## Instructions for the task
Give again, exactly as written, each line of the material below starting at the line that contains "the foliage, imagine" and ending at the line that contains "of the diamond-patterned". Both ends count, and no other line does.
=== Record excerpts ===
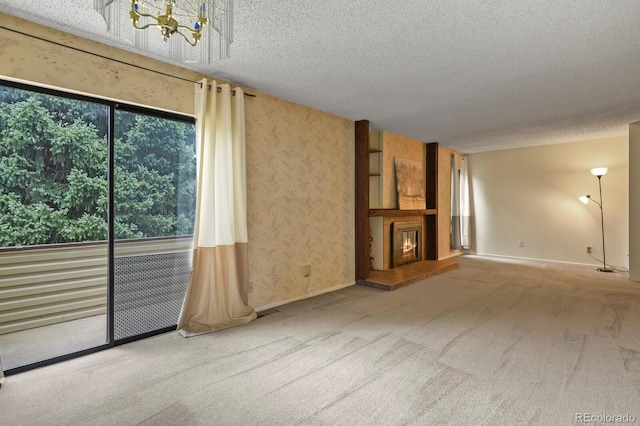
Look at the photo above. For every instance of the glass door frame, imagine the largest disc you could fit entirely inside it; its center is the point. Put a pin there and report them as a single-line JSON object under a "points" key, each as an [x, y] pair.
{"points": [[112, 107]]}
===
=== Record excerpts ===
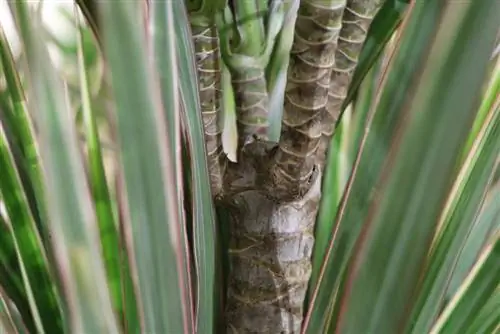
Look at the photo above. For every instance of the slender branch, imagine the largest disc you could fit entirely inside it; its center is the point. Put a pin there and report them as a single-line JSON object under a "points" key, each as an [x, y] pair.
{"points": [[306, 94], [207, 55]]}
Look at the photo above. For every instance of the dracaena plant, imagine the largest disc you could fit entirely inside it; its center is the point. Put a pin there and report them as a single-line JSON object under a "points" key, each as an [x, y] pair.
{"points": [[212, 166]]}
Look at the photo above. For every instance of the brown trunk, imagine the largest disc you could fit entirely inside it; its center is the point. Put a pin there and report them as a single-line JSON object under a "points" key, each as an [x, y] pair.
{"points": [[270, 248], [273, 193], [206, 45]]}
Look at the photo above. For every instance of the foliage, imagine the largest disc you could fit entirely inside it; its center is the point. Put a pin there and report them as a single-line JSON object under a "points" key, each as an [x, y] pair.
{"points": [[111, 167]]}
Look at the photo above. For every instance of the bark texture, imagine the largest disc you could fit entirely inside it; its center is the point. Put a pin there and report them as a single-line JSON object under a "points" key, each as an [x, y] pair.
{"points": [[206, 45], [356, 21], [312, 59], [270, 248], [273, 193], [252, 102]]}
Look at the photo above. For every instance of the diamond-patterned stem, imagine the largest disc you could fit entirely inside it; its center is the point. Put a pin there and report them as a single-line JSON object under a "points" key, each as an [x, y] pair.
===
## Answer for this exercise
Look at the photo above. For every instance of the foliage, imagine the largest disc you could fit entirely inside it; its center is the point. Put a pin there and report them as a single-line JSON object under a "points" key, each as an [x, y] pair.
{"points": [[111, 167]]}
Look at the photo above. For every instance of the bark texture, imagine the largest disc you could fit entirely inside it; its center is the point. Put a pin there and report them as a single-line JSON object under a "points" key, each as an [x, y] pair.
{"points": [[206, 45], [356, 21], [312, 59], [270, 248], [273, 193], [252, 102]]}
Look at the photo above. For every instance of the diamond-patterned stem, imagine the largest disc you could fit entirely inside it; its center is the point. Put a pin there and report them as a single-line JSON object under a "points" key, each as an [x, y] pair.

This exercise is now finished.